TEXT SEGMENT:
▽

You can get better reliability in key verification if you use information that is based on the interactions of the actual participants, rather than on any form of third-party security databases. Let me describe three examples of that.

Pin the key

For many applications, a remotely installed application needs only communicate with a handful of servers back at a central site you control. In such a case, it works well to pin the public keys of those servers.

The page advocates embedding the public key directly in the application. This is an extremely reliable way of obtaining the correct key. You can embed the key in the app's binary as part of your build system, and then ship the whole bundle over the web, the app store, or however else you are transmitting it to the platform it will run on. Given such a high level of reliability, there is little benefit from pulling in the CA hierarchy.

As linked above, you can implement pinning today. It appears to be tricky manual work, though, rather than something that is built into the framework. As well, you don't get to ignore the CA hierarchy by doing this sort of thing. So long as you use standard SSL libraries, you still have to make sure that your key validates in the standard ways required by SSL.

△

REQUIRED TASK A:
Copy the key verification passage word for word, from "You can get" to "of those servers.".
REQUIRED TASK B:
In the key verification passage, where can the public key be embedded as part of your build system?
The entries after this point come from a different source.

DATASET RECORDS:
▽

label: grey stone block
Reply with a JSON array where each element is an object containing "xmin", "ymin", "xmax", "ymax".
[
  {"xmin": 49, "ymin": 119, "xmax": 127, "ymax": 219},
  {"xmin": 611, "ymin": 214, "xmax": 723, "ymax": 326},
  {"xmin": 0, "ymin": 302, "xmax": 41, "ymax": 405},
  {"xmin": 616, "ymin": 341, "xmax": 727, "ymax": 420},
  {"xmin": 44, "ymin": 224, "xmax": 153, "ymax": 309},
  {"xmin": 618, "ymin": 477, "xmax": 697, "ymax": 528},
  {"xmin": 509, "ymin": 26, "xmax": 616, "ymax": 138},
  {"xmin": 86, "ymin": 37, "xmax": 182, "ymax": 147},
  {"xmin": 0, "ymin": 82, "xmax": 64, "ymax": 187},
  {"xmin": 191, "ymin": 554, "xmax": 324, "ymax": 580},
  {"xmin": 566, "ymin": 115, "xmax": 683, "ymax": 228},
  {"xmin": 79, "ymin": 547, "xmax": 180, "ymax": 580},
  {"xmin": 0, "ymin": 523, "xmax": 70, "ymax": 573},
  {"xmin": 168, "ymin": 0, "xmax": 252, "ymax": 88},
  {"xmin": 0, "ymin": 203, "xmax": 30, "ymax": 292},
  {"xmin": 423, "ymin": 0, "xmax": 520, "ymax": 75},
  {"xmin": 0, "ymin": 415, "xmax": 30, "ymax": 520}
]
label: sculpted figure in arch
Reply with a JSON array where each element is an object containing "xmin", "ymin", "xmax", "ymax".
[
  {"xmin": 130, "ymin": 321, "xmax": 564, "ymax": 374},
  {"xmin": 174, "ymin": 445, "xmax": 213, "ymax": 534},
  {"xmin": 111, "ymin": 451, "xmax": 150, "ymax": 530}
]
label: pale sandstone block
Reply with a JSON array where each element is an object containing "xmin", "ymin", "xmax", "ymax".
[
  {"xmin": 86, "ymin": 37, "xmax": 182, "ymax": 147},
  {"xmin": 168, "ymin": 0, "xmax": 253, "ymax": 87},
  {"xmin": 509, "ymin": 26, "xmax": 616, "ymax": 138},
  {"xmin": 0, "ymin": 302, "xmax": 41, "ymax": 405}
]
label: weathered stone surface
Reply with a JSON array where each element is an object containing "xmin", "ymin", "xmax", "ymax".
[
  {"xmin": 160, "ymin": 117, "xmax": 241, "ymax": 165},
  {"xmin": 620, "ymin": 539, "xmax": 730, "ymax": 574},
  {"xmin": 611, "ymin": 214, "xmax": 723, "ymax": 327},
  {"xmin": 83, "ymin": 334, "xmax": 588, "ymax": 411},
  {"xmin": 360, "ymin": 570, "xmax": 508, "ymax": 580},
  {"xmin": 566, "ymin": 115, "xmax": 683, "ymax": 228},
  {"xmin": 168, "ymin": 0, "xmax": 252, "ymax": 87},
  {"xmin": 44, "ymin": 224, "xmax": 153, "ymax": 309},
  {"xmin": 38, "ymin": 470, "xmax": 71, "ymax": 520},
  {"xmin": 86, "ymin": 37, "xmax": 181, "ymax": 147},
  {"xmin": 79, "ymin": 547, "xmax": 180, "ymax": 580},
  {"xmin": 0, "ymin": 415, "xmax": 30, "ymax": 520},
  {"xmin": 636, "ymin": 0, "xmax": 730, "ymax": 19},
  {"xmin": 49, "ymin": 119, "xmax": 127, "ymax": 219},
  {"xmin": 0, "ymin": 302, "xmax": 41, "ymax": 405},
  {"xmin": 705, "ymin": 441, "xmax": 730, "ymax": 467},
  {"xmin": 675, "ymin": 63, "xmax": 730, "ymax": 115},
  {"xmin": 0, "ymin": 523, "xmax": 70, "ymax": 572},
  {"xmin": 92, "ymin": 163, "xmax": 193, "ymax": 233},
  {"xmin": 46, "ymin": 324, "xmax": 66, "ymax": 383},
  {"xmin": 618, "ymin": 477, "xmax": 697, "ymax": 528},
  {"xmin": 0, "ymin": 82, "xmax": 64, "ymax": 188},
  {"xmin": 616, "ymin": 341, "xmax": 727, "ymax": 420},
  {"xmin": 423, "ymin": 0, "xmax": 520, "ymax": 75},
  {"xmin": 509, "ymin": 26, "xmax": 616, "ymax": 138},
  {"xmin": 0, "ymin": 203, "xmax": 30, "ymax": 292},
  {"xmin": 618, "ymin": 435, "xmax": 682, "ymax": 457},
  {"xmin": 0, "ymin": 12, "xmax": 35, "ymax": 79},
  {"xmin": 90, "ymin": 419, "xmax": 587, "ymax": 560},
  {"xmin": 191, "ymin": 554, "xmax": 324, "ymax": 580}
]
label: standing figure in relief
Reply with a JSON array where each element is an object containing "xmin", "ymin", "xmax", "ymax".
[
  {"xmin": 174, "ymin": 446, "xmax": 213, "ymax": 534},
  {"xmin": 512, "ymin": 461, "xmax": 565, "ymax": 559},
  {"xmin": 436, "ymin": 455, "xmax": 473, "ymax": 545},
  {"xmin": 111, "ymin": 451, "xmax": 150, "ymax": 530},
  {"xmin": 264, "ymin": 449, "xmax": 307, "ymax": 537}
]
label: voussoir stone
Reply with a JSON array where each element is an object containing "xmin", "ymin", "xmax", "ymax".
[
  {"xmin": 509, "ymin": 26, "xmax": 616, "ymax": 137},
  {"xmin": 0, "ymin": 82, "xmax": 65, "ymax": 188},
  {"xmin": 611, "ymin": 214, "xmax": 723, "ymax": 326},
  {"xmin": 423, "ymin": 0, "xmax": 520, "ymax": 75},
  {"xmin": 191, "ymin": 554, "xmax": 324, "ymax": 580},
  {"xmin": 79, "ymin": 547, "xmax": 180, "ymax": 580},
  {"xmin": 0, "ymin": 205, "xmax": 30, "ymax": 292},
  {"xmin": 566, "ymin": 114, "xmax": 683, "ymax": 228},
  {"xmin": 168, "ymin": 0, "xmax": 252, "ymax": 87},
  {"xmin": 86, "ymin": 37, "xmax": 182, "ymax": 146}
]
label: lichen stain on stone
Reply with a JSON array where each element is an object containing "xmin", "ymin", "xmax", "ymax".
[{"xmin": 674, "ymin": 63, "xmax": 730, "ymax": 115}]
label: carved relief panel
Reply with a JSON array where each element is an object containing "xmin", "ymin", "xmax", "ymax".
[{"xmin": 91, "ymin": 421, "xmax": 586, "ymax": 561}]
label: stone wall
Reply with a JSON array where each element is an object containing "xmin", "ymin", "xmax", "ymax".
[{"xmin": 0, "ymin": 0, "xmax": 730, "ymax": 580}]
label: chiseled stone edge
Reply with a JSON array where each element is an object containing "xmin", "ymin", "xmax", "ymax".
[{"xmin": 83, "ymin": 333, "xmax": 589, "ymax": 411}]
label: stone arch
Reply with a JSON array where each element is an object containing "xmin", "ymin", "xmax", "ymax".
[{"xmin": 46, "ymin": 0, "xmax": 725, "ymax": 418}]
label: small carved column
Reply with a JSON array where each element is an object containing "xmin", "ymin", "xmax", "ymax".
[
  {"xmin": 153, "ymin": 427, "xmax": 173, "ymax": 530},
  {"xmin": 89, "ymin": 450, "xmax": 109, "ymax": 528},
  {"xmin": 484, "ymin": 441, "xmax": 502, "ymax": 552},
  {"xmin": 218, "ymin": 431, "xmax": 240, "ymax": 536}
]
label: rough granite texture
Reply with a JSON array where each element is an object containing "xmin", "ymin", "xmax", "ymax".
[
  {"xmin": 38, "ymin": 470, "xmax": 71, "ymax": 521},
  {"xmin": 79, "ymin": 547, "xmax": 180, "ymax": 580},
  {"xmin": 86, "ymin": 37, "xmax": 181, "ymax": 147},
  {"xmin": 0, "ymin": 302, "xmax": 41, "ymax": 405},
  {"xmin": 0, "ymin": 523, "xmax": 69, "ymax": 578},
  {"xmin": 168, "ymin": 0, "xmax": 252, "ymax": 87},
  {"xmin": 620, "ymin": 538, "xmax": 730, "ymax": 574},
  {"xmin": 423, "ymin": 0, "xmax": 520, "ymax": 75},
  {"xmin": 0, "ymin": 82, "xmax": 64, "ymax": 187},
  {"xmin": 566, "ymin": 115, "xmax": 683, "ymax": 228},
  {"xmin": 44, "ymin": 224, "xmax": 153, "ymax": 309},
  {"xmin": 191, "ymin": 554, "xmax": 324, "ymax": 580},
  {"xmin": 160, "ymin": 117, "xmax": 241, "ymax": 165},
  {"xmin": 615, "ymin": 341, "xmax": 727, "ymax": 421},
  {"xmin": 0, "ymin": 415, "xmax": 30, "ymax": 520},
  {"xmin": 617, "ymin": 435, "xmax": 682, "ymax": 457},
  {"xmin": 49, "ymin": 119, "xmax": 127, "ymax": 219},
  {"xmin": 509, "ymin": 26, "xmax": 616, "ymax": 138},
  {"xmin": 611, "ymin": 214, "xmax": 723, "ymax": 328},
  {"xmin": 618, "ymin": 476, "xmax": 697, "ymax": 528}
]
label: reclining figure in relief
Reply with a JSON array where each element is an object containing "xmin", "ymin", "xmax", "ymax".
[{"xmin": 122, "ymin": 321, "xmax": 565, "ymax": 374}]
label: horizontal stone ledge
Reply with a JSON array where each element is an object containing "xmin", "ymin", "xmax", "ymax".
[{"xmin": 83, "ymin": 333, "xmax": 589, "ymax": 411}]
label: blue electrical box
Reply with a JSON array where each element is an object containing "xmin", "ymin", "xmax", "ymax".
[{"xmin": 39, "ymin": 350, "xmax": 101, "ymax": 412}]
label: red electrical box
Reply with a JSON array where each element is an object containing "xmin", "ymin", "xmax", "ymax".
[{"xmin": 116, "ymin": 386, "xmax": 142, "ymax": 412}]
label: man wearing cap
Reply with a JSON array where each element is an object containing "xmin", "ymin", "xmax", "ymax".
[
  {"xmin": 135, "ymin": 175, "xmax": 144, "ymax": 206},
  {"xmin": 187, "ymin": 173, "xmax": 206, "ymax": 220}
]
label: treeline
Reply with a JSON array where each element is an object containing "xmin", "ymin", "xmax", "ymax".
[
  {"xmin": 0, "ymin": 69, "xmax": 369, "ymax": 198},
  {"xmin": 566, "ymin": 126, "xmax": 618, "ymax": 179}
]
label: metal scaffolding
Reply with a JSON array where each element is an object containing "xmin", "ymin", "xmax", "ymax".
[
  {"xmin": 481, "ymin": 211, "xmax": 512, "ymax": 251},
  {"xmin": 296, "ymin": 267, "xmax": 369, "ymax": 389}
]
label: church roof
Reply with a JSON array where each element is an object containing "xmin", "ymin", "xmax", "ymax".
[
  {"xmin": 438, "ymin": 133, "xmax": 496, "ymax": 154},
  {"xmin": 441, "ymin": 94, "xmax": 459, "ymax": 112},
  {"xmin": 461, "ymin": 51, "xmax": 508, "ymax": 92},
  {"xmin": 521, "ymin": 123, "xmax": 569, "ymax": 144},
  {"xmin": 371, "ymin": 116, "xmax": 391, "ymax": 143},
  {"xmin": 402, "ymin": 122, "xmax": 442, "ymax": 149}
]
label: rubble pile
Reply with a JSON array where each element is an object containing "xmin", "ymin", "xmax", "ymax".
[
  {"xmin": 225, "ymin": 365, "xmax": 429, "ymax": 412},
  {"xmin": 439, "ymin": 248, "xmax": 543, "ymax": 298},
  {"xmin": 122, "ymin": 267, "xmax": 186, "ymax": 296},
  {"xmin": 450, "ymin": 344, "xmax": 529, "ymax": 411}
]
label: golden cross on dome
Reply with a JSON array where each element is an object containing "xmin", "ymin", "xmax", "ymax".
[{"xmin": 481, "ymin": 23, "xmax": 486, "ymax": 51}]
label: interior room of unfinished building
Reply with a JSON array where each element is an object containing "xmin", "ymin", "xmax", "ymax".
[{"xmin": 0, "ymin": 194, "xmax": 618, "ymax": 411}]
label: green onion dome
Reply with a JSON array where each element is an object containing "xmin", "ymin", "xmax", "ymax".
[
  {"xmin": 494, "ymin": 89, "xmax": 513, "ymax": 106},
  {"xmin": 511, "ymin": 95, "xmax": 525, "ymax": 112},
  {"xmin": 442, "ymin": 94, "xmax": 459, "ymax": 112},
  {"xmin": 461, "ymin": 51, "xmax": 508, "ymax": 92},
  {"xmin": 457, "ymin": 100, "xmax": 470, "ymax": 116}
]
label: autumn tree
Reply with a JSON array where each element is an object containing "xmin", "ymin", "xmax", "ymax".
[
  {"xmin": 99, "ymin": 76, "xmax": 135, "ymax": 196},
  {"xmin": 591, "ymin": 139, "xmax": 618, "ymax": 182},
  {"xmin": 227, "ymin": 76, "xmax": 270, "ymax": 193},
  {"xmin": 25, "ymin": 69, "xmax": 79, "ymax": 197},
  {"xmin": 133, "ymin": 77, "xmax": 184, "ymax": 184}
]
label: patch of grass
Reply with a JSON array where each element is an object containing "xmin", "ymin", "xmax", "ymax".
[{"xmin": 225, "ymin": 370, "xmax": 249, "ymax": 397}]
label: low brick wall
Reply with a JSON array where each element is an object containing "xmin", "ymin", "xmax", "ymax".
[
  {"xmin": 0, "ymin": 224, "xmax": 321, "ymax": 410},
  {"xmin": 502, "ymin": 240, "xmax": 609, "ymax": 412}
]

△

TASK SOLUTION A:
You can get better reliability in key verification if you use information that is based on the interactions of the actual participants, rather than on any form of third-party security databases. Let me describe three examples of that.

Pin the key

For many applications, a remotely installed application needs only communicate with a handful of servers back at a central site you control. In such a case, it works well to pin the public keys of those servers.

TASK SOLUTION B:
In the app's binary.